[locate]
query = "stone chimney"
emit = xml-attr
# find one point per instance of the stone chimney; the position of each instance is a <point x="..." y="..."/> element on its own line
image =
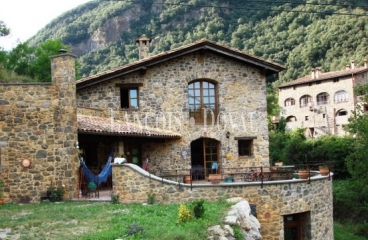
<point x="143" y="46"/>
<point x="318" y="72"/>
<point x="64" y="120"/>
<point x="313" y="71"/>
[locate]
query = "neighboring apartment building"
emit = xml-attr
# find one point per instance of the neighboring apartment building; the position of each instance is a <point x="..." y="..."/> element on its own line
<point x="322" y="102"/>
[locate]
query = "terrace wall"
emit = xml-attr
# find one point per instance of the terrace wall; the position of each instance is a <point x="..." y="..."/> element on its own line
<point x="273" y="201"/>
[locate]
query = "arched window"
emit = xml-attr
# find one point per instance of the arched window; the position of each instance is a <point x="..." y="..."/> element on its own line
<point x="202" y="97"/>
<point x="341" y="96"/>
<point x="289" y="102"/>
<point x="291" y="119"/>
<point x="305" y="101"/>
<point x="323" y="98"/>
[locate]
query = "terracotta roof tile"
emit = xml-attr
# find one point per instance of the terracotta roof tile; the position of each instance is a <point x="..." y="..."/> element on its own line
<point x="324" y="76"/>
<point x="104" y="126"/>
<point x="128" y="66"/>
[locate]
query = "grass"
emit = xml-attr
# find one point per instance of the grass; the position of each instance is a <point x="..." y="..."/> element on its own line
<point x="344" y="232"/>
<point x="85" y="220"/>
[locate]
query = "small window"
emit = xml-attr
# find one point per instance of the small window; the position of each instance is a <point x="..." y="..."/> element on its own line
<point x="341" y="96"/>
<point x="365" y="108"/>
<point x="291" y="119"/>
<point x="305" y="101"/>
<point x="341" y="112"/>
<point x="323" y="98"/>
<point x="129" y="98"/>
<point x="245" y="147"/>
<point x="289" y="102"/>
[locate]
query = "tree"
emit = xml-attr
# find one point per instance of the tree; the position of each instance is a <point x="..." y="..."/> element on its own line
<point x="41" y="65"/>
<point x="4" y="31"/>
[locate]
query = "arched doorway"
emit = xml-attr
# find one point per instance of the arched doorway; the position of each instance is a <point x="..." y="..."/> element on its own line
<point x="204" y="157"/>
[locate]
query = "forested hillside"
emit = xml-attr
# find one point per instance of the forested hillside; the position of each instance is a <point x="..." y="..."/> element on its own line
<point x="299" y="34"/>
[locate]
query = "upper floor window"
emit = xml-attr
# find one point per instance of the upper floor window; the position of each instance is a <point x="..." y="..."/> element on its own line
<point x="341" y="112"/>
<point x="341" y="96"/>
<point x="202" y="97"/>
<point x="305" y="101"/>
<point x="290" y="119"/>
<point x="129" y="95"/>
<point x="289" y="102"/>
<point x="245" y="147"/>
<point x="323" y="98"/>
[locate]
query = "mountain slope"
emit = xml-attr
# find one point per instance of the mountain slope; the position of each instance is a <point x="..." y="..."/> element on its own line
<point x="300" y="35"/>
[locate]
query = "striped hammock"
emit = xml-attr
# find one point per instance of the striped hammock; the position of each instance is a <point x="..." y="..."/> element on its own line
<point x="102" y="176"/>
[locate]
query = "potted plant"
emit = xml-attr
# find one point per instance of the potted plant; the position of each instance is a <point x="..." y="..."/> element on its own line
<point x="215" y="177"/>
<point x="1" y="192"/>
<point x="278" y="163"/>
<point x="324" y="170"/>
<point x="304" y="174"/>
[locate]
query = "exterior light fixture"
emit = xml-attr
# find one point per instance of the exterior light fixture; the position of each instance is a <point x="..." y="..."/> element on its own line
<point x="228" y="135"/>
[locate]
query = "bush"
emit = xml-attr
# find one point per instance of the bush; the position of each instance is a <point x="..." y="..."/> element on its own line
<point x="198" y="208"/>
<point x="184" y="214"/>
<point x="92" y="186"/>
<point x="115" y="199"/>
<point x="133" y="229"/>
<point x="151" y="198"/>
<point x="55" y="194"/>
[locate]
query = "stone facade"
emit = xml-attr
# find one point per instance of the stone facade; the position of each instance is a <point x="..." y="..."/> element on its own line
<point x="164" y="104"/>
<point x="313" y="201"/>
<point x="38" y="122"/>
<point x="322" y="115"/>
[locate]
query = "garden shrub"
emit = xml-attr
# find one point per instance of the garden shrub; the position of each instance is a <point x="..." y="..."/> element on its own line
<point x="198" y="208"/>
<point x="55" y="194"/>
<point x="184" y="214"/>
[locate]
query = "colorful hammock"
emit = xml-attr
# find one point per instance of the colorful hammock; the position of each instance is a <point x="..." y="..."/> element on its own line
<point x="102" y="176"/>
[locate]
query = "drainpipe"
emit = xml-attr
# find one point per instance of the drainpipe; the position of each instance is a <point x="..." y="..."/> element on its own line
<point x="2" y="144"/>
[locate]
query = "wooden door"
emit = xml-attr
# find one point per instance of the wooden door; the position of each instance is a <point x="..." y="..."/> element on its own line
<point x="211" y="156"/>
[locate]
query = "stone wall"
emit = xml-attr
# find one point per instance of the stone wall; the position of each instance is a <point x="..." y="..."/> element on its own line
<point x="163" y="103"/>
<point x="273" y="201"/>
<point x="38" y="122"/>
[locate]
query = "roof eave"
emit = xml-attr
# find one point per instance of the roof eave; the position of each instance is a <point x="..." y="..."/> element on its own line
<point x="127" y="135"/>
<point x="269" y="67"/>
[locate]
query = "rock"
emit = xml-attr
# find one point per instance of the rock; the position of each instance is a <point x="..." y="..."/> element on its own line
<point x="240" y="215"/>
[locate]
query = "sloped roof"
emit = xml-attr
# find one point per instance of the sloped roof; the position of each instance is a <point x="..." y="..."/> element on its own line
<point x="325" y="76"/>
<point x="202" y="44"/>
<point x="104" y="126"/>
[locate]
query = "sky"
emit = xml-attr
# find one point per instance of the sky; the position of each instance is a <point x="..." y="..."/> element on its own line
<point x="26" y="17"/>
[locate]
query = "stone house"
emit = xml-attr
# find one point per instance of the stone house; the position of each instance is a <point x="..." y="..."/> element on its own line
<point x="322" y="102"/>
<point x="185" y="108"/>
<point x="198" y="107"/>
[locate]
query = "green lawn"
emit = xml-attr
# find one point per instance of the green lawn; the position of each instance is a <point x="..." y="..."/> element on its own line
<point x="344" y="232"/>
<point x="86" y="220"/>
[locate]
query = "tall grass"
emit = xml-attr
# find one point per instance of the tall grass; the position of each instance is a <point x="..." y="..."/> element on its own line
<point x="84" y="220"/>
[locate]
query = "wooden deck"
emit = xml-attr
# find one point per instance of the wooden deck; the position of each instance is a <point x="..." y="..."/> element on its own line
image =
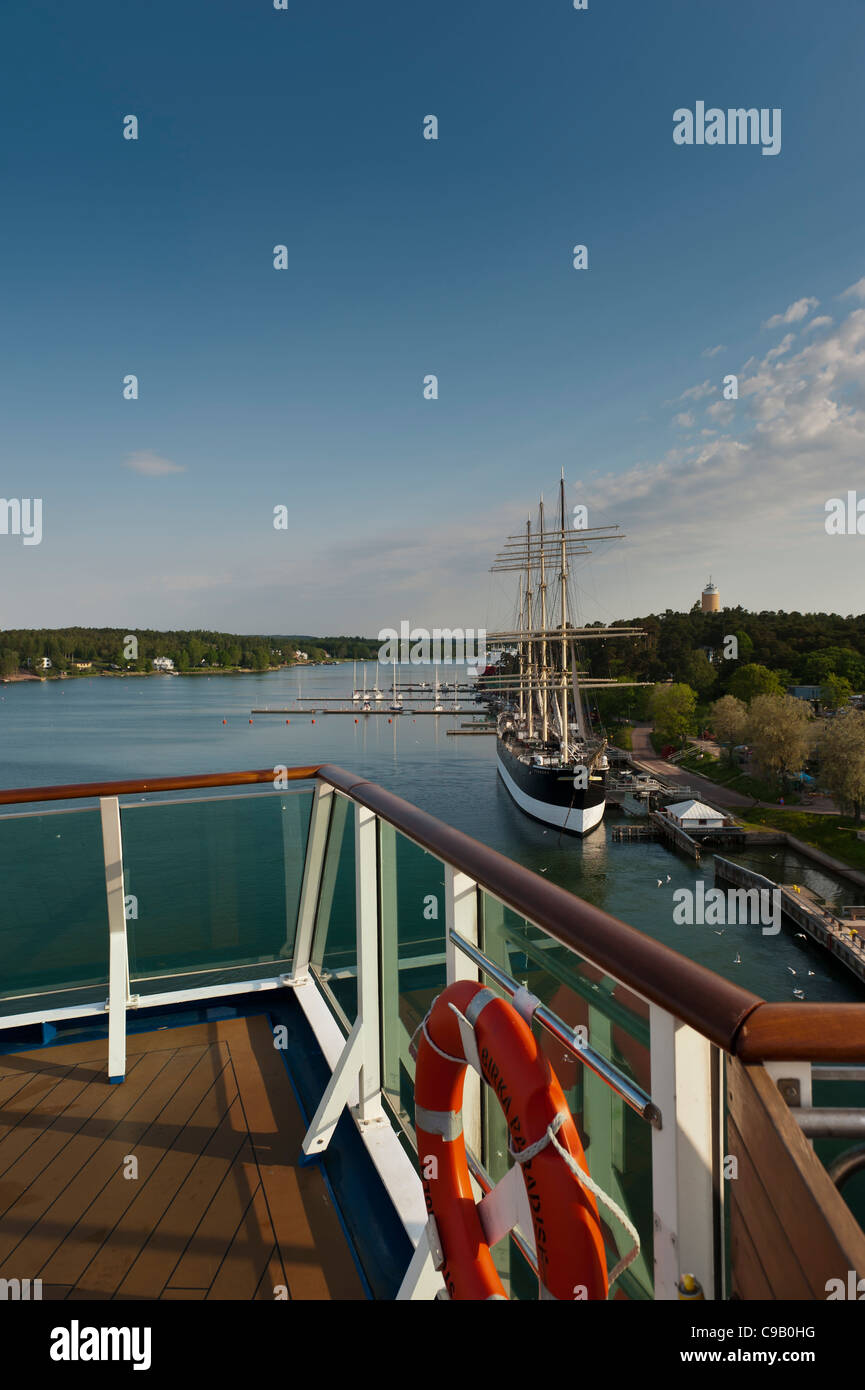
<point x="219" y="1208"/>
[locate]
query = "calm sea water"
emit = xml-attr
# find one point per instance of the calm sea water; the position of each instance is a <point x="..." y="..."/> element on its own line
<point x="91" y="730"/>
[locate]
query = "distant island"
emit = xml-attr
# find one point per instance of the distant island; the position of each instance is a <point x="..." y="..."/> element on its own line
<point x="67" y="652"/>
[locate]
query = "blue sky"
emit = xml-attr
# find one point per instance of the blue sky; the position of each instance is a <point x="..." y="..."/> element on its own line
<point x="303" y="387"/>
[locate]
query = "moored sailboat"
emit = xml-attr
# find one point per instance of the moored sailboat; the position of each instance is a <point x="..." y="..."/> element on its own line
<point x="550" y="759"/>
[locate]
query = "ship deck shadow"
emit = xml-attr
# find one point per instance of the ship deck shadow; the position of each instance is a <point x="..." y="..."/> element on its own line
<point x="181" y="1183"/>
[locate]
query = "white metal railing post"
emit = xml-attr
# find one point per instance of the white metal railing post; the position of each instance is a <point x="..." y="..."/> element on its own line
<point x="683" y="1155"/>
<point x="358" y="1072"/>
<point x="118" y="958"/>
<point x="461" y="915"/>
<point x="369" y="1007"/>
<point x="313" y="866"/>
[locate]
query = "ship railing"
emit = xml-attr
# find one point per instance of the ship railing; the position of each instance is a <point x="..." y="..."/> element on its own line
<point x="365" y="906"/>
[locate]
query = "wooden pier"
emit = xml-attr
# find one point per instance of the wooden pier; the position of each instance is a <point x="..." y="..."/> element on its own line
<point x="840" y="931"/>
<point x="679" y="837"/>
<point x="636" y="833"/>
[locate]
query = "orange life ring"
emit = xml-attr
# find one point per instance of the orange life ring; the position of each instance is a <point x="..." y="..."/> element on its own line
<point x="566" y="1225"/>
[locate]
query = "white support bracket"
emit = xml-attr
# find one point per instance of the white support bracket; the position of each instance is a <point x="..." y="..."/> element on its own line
<point x="313" y="866"/>
<point x="356" y="1079"/>
<point x="118" y="957"/>
<point x="423" y="1278"/>
<point x="341" y="1091"/>
<point x="683" y="1155"/>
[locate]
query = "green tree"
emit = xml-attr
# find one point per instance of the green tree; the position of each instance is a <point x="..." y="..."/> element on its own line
<point x="754" y="680"/>
<point x="842" y="752"/>
<point x="835" y="691"/>
<point x="780" y="733"/>
<point x="729" y="720"/>
<point x="698" y="672"/>
<point x="673" y="710"/>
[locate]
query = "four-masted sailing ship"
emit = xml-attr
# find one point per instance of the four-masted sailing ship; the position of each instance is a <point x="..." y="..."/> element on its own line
<point x="548" y="756"/>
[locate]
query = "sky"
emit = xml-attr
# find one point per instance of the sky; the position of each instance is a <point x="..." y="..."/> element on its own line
<point x="305" y="387"/>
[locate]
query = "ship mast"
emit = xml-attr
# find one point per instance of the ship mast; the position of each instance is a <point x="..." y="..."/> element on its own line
<point x="519" y="609"/>
<point x="565" y="662"/>
<point x="529" y="649"/>
<point x="544" y="673"/>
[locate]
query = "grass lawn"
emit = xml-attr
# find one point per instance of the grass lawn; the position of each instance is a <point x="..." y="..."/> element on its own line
<point x="732" y="777"/>
<point x="833" y="834"/>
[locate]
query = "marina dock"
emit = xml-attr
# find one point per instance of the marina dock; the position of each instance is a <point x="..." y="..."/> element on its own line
<point x="840" y="930"/>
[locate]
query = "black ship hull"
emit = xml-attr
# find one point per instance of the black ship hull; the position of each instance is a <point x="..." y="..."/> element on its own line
<point x="548" y="794"/>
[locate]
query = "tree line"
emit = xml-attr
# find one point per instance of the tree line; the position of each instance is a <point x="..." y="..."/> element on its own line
<point x="24" y="648"/>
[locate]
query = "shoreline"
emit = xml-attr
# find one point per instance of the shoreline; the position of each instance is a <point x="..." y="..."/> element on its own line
<point x="21" y="677"/>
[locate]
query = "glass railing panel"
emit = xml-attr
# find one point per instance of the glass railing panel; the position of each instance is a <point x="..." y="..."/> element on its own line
<point x="53" y="909"/>
<point x="334" y="954"/>
<point x="213" y="887"/>
<point x="412" y="895"/>
<point x="616" y="1140"/>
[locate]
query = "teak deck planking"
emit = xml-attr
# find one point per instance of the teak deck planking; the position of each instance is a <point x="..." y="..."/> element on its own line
<point x="220" y="1208"/>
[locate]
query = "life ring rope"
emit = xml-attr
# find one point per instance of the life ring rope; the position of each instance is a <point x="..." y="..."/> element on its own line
<point x="550" y="1137"/>
<point x="448" y="1123"/>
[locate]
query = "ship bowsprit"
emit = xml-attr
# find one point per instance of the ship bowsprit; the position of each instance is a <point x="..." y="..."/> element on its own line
<point x="548" y="792"/>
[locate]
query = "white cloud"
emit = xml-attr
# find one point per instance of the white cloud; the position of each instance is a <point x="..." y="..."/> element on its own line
<point x="798" y="438"/>
<point x="150" y="464"/>
<point x="705" y="388"/>
<point x="785" y="345"/>
<point x="793" y="313"/>
<point x="854" y="291"/>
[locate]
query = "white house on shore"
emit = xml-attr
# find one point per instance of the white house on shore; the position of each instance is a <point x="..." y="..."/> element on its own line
<point x="696" y="815"/>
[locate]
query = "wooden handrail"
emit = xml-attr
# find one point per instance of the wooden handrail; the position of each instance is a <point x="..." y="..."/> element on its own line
<point x="732" y="1018"/>
<point x="75" y="791"/>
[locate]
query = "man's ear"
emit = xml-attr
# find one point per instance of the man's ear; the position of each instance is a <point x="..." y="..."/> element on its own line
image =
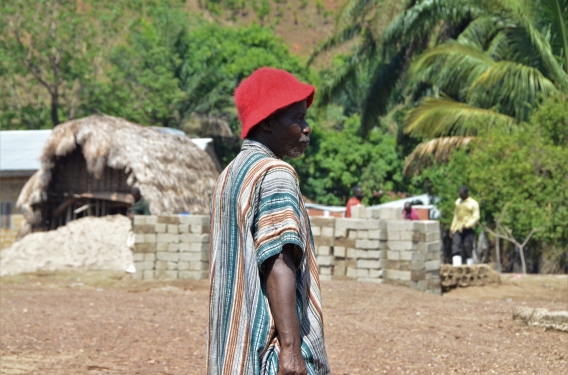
<point x="265" y="125"/>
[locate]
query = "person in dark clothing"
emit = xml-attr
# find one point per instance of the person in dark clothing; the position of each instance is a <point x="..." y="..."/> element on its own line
<point x="140" y="205"/>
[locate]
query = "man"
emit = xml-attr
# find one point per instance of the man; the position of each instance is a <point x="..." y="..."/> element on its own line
<point x="265" y="313"/>
<point x="409" y="213"/>
<point x="140" y="205"/>
<point x="355" y="200"/>
<point x="466" y="217"/>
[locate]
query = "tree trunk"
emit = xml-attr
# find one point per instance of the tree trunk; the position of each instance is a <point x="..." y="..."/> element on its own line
<point x="55" y="107"/>
<point x="521" y="250"/>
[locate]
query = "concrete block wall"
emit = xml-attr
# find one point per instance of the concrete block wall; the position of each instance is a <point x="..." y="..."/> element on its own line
<point x="378" y="247"/>
<point x="171" y="247"/>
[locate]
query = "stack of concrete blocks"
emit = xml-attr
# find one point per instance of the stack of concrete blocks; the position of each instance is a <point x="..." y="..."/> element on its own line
<point x="323" y="230"/>
<point x="170" y="247"/>
<point x="413" y="254"/>
<point x="360" y="249"/>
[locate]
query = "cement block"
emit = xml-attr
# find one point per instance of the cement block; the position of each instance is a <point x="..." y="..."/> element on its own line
<point x="148" y="274"/>
<point x="139" y="220"/>
<point x="200" y="228"/>
<point x="162" y="246"/>
<point x="376" y="273"/>
<point x="325" y="260"/>
<point x="191" y="237"/>
<point x="324" y="250"/>
<point x="165" y="274"/>
<point x="194" y="256"/>
<point x="168" y="219"/>
<point x="168" y="237"/>
<point x="142" y="266"/>
<point x="340" y="232"/>
<point x="327" y="231"/>
<point x="339" y="251"/>
<point x="173" y="228"/>
<point x="138" y="257"/>
<point x="193" y="275"/>
<point x="365" y="263"/>
<point x="405" y="255"/>
<point x="143" y="229"/>
<point x="393" y="255"/>
<point x="322" y="221"/>
<point x="401" y="225"/>
<point x="144" y="248"/>
<point x="167" y="256"/>
<point x="198" y="266"/>
<point x="194" y="219"/>
<point x="402" y="245"/>
<point x="432" y="265"/>
<point x="367" y="244"/>
<point x="316" y="231"/>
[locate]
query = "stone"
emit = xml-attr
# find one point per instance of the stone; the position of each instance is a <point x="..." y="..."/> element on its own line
<point x="167" y="256"/>
<point x="367" y="244"/>
<point x="168" y="237"/>
<point x="160" y="228"/>
<point x="144" y="248"/>
<point x="191" y="257"/>
<point x="143" y="229"/>
<point x="193" y="275"/>
<point x="339" y="251"/>
<point x="324" y="250"/>
<point x="325" y="260"/>
<point x="364" y="263"/>
<point x="327" y="232"/>
<point x="432" y="265"/>
<point x="168" y="219"/>
<point x="165" y="274"/>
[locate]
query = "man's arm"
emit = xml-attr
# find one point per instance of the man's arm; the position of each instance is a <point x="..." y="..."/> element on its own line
<point x="281" y="289"/>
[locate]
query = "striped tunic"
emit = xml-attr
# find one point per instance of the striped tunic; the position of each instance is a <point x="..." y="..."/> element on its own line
<point x="257" y="208"/>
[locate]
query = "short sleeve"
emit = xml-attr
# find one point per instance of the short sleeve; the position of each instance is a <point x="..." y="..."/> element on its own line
<point x="279" y="218"/>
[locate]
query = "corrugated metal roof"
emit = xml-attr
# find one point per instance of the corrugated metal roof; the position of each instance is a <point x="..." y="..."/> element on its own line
<point x="20" y="151"/>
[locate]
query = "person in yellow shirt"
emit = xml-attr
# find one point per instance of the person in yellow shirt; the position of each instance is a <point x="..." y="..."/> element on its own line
<point x="466" y="217"/>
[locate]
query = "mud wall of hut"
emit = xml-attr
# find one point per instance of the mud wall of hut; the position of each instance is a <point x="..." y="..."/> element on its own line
<point x="374" y="250"/>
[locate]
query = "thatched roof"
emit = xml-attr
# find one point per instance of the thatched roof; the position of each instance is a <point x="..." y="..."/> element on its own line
<point x="173" y="174"/>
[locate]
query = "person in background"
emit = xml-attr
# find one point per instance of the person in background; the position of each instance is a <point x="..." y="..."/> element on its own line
<point x="466" y="217"/>
<point x="140" y="205"/>
<point x="409" y="213"/>
<point x="355" y="200"/>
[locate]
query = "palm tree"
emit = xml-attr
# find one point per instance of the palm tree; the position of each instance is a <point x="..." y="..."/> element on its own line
<point x="389" y="33"/>
<point x="498" y="70"/>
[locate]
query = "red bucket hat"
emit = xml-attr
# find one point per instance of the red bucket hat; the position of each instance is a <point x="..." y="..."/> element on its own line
<point x="265" y="91"/>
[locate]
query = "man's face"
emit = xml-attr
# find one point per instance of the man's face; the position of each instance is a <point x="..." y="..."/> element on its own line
<point x="290" y="128"/>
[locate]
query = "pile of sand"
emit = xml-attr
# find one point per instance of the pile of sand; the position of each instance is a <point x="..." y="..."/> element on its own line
<point x="91" y="243"/>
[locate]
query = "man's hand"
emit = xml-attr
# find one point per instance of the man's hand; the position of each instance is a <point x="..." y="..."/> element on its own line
<point x="291" y="362"/>
<point x="281" y="293"/>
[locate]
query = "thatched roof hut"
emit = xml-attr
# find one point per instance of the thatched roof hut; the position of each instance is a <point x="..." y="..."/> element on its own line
<point x="89" y="165"/>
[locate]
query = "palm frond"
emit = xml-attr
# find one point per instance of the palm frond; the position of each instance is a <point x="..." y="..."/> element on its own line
<point x="514" y="87"/>
<point x="436" y="117"/>
<point x="382" y="84"/>
<point x="437" y="150"/>
<point x="554" y="13"/>
<point x="452" y="67"/>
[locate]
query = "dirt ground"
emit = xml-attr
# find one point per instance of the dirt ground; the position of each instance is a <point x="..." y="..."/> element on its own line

━━━

Exercise goal =>
Each line of the data that holds "dirt" should be copied.

Your response =>
query = "dirt ground"
# find one point per instance of the dirt ground; the position of each instance is a <point x="..." y="..."/> element on its own line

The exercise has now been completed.